• [What the exercise asks] Substitute "Label" for "Target" in every one of the rows below, then write the lines out again with nothing else altered.
* begin Data to process *
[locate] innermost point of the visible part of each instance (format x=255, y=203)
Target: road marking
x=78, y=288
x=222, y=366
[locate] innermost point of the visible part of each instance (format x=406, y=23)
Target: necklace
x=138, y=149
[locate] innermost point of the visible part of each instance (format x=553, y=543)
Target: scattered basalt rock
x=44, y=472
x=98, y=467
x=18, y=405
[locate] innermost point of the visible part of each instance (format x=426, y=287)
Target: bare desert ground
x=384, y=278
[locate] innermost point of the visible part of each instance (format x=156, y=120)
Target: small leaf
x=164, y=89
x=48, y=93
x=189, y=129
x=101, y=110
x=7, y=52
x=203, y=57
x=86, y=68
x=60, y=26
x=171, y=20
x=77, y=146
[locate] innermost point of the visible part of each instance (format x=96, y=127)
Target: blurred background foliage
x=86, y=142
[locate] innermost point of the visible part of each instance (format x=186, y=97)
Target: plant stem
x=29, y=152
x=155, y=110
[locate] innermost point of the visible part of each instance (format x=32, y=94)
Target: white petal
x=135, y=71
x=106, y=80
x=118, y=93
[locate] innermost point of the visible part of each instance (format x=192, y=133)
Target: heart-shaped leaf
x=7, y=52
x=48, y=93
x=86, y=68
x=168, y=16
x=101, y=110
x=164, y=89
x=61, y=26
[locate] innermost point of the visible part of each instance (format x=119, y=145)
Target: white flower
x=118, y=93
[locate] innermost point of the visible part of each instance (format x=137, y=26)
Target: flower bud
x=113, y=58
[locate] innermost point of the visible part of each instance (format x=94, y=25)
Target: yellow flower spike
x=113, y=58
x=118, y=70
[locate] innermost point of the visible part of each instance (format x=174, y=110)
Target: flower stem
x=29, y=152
* end Data to process *
• [Problem solution]
[locate] innermost point of the visible part of each instance (format x=255, y=203)
Label: road marking
x=78, y=288
x=222, y=366
[locate] innermost point of the visible part of each instance (format x=406, y=23)
Label: necklace
x=138, y=149
[locate] innermost point of the visible part of each instance (format x=553, y=543)
Label: scattered basalt rock
x=44, y=472
x=98, y=467
x=18, y=405
[locate] innermost point of the visible part of each instance (format x=426, y=287)
Label: bare desert ground
x=384, y=278
[locate] innermost point of the visible part of each instance (format x=156, y=120)
Label: small leaf
x=164, y=89
x=48, y=93
x=189, y=129
x=101, y=110
x=7, y=52
x=203, y=57
x=86, y=68
x=60, y=26
x=171, y=20
x=77, y=146
[locate] innermost point of the visible part of each instance (format x=96, y=127)
Label: blurred background foliage
x=86, y=142
[locate] innermost point of the visible part of each instance (format x=186, y=97)
Label: plant stem
x=29, y=152
x=155, y=110
[locate] innermost point of the visible part of each instance (format x=32, y=94)
Label: white petal
x=135, y=71
x=106, y=80
x=118, y=93
[locate] innermost point of the visible part of each instance (format x=192, y=133)
Label: heart-shaped leaf
x=7, y=52
x=48, y=93
x=86, y=68
x=168, y=16
x=101, y=110
x=164, y=89
x=61, y=26
[locate] innermost point of the visible part of each instance (format x=119, y=145)
Label: white flower
x=118, y=93
[locate] innermost point of the visible part of each instance (format x=137, y=26)
Label: flower bud
x=113, y=58
[locate] innermost point of the visible part of each instance (format x=94, y=25)
Label: yellow flower spike
x=113, y=58
x=118, y=70
[locate] innermost point of the visible part of each instance (format x=174, y=110)
Label: flower stem
x=29, y=152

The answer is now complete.